• [Objectif de l'exercice] D'après l'extrait sur la doctrine du Père, du Fils et du Saint-Esprit, comment cette doctrine se présente-t-elle dans l'Ancien Testament ?

• [Extrait du document]
Complétons cette étude biblique par une observation capitale. Cette doctrine, telle quelle, va se développant du commencement à la fin des Écritures, en suivant pas à pas le cours progressif des révélations divines. A mesure que la Parole de Dieu devient plus abondante et plus lumineuse, la doctrine du Père, du Fils et du Saint-Esprit y occupe une place plus étendue et plus sensible. Marquer tous les degrés de ce développement demanderait une étude spéciale et approfondie ; bornons-nous ici à ces trois qui sautent aux yeux : l’Ancien Testament, les Évangiles, les Actes et les Épîtres. Dans l’Ancien Testament, la doctrine est obscure et à l’état latent : le Père, le Fils et le Saint-Esprit associés dans la création (Genèse 1.1-30 ; Psaumes 33.6 ; Jean 1.1-3), ou dans la prophétie (Ésaïe 48.16-17 ; Ézéchiel 36.25-27 ; 37.23-28 ; Joël 2.27-32), ne se découvrent qu’à une lecture répétée, qu’à des rapprochements attentifs. Dans les Évangiles ils commencent d’être nommés par leurs noms et tout ensemble unis et distingués, témoin la naissance du Seigneur, la célébration de son baptême et l’institution du nôtre. Enfin, dans les Actes et dans les Épîtres, le fait se complète et s’éclaircit par la théorie : en même temps que l’unité des trois se confirme par la divinité de chacun d’eux, leur distinction se dessine par ses attributs propres et par sa part de concours à notre rédemption, plus nettement marqués.

• [Entrées répertoriées]
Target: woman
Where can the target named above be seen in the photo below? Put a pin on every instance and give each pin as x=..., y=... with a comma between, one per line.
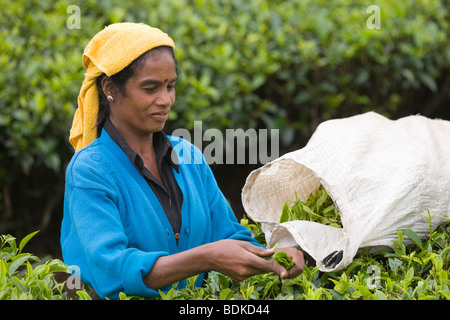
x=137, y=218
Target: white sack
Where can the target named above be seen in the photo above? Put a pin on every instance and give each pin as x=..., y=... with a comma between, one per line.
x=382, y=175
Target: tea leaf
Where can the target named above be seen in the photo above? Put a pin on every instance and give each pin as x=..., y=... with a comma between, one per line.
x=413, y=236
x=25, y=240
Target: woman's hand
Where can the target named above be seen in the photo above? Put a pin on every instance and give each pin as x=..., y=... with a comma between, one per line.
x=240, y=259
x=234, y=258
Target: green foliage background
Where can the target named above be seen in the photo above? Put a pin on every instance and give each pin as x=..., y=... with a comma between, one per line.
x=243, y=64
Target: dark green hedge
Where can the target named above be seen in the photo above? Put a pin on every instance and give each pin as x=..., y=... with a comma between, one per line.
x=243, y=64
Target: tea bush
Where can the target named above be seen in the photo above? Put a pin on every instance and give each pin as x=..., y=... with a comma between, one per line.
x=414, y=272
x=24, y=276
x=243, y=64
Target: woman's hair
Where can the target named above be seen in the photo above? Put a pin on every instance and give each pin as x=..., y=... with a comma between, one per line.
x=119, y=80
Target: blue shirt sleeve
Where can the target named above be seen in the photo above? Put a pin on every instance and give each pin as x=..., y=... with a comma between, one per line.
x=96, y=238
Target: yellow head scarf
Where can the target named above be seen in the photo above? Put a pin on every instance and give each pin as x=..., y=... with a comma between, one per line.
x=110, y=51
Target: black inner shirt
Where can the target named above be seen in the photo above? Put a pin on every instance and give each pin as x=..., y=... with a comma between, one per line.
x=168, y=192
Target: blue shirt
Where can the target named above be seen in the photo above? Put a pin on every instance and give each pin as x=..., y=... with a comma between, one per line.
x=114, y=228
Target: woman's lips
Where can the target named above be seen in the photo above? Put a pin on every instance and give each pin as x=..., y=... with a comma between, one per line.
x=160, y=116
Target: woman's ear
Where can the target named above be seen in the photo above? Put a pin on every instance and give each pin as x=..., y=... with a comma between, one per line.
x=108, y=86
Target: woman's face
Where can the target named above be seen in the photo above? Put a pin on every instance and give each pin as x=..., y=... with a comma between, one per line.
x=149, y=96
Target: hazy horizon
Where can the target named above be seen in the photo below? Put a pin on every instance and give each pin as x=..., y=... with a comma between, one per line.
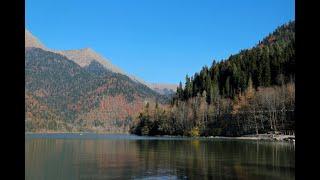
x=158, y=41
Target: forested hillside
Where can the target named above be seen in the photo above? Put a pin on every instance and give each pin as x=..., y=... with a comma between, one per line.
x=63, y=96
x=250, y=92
...
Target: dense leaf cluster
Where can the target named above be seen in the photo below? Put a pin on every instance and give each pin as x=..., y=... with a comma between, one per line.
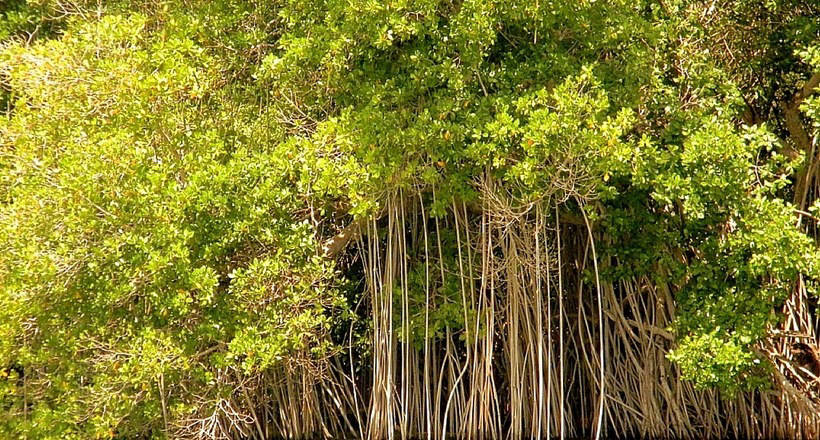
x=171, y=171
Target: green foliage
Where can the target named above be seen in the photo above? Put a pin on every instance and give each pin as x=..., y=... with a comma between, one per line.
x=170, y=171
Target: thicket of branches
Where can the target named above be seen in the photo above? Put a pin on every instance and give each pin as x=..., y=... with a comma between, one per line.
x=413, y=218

• [Solution du problème] Elle y est obscure et à l'état latent.